* [Written instruction A] In the festival review, who replaced Sangdae Yang on drums in Mr Maps?
* [Written instruction B] Carry the festival review on from its final sentence.

* [Excerpt]
-=-=-

Early on Friday evening, Monster Monster started the festivities with a set of his usual indie-rock inflected hip-hop. Joined by frequent collaborator Saint Surly, the two traded brief snippets of music back and forth throughout their half-hour set. It's an act that they've been performing for about 6months now, but this Fiesta slot was certainly the most natural they've made it sound. Previously they've had some difficulty pulling off the transitions between each act's turn in the spotlight, making their sets somewhat erratic at times (though the actual pieces of music they've played individually are usually pretty great). They must have been working hard on the flow of their set, as the changes generally seemed very natural on this particular evening. At times it was actually difficult to figure out which of the two artists was providing the basis of the track and which one was providing accents. This was probably furthered by the fact that neither act played many of their recognisable songs, which would indicate that the set contained mostly new material (perhaps from their upcoming collaborative record).
Lion Island have been building up a bit of a buzz over the past few months. Having recently released their debut EP, Berlin, the band have been expanding their sound from its somewhat Beirut aping beginnings. Many of the newer songs in their repertoire add an almost post-punk rhythmic quality to their gypsy folk, without turning the band into yet another Arcade Fire wannabe (so far). Some of their earlier songs hinted at this mixing of influences, most notably the EP's title track with its delayed electric guitar and soaring arrangement. Now the band is taking these ideas further, with more varied instrumentation and more complex arrangements. While you can still hear the band searching for their core sound, they seem to be getting closer with each show.
Having recently gone through some fairly significant personnel changes, Mr Maps returned on Saturday from a few months' worth of downtime with a slightly different slant on their kaleidoscopic version of post-rock. Gone are unpredictable drummer Sangdae Yang and guitar effects guru Nick Smethurst, respectively replaced by Jacob Hicks (otherwise known as the frontman for Re:Enactment) and Shem Allen (of Skinny Jean, although his was apparently a one-off appearance, with Smethurst's full time replacement being cellist Briony Luttrell). The end result is a leaner, rockier sound - at least for this show, things might change again once the cello is introduced. Most significantly, Hicks is a more traditional and harder hitting drummer than Yang, although he shares the previous drummer's frenetic style. The band are every bit as entertaining as they used to be, and have thankfully used the downtime and lineup changes to introduce some new material into their set.
DZ earned a place on the Fiesta bill via TripleJ Unearthed (along with Drawn From Bees whom I missed because... well, I'm not really much of a fan). Having last played in Brisbane at the launch of their Ruined My Life EP last month, at Fiesta the two young men were in substantially more cohesive form (thanks to a 3pm start time at an alcohol free event). While they were still probably the most ragged band to grace any of the three Valley stages over the weekend they have their own form of tightness, careening along with their groove-punk riffs, threatening to fall apart but instead crashing back together when the big moments come. And boy, do those big moments come. Every single song has at least one point when that immense riff enters and the drums start pounding even harder than before. They're an incredibly entertaining live band, but the songs are catchy enough to remain in your head after the live spectacle has been forgotten.

-=-=-

* [Dataset excerpt]
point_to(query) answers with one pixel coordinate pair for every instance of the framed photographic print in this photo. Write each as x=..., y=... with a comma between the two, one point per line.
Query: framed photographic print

-=-=-

* [Exercise answer A] Jacob Hicks

* [Exercise answer B]
Having recently released their debut full length Set Your Bones, Butcher Birds took to the SAE stage around the middle of Saturday's festivities. They started their set with the same one-two combo that opens their album, displaying their muscular 'sludge-pop'. I haven't seen the band very often since their new drummer, Donovan, joined their ranks, but it's clear that he gives the band an extra degree of punch. His brief cameo on lead vocals halfway through the set also helped to break up the rest of the sludgier material, providing a welcome blast of punk rock. The rest of Butcher Birds' slot was filled with their usual slow-burning riff rock, with Stacey Coleman's gruff, smokey vocals meandering around the edges. Most of the time their music isn't especially melodic or hooky, being mostly reliant on the physicality of raw volume and the sluggish mood that it all creates. As such, late-afternoon on a bitumen street probably isn't the most conducive of settings for the band to be performing. Still, they put on their standard solid performance.
Although they've been around for a decent amount of time I'd never actually seen White Mansions before, despite the fact that I'd heard a lot of positive things about the band. I figured I should remedy this, and so I made sure I was in attendance for at least part of their Fiesta set. I'm glad I did, as they're a good band - classic sounding songs that remind one of 70s AM radio, but played through distorted garage rock and with a vocalist (Dave Ross, ex-kt26ers) who splits the difference between John Darnielle's stand-and-deliver approach and Dave Grohl's recent full throated bellow. A friend of mine mentioned The Replacements as a possible reference point, and such a comparison makes as much sense as any other.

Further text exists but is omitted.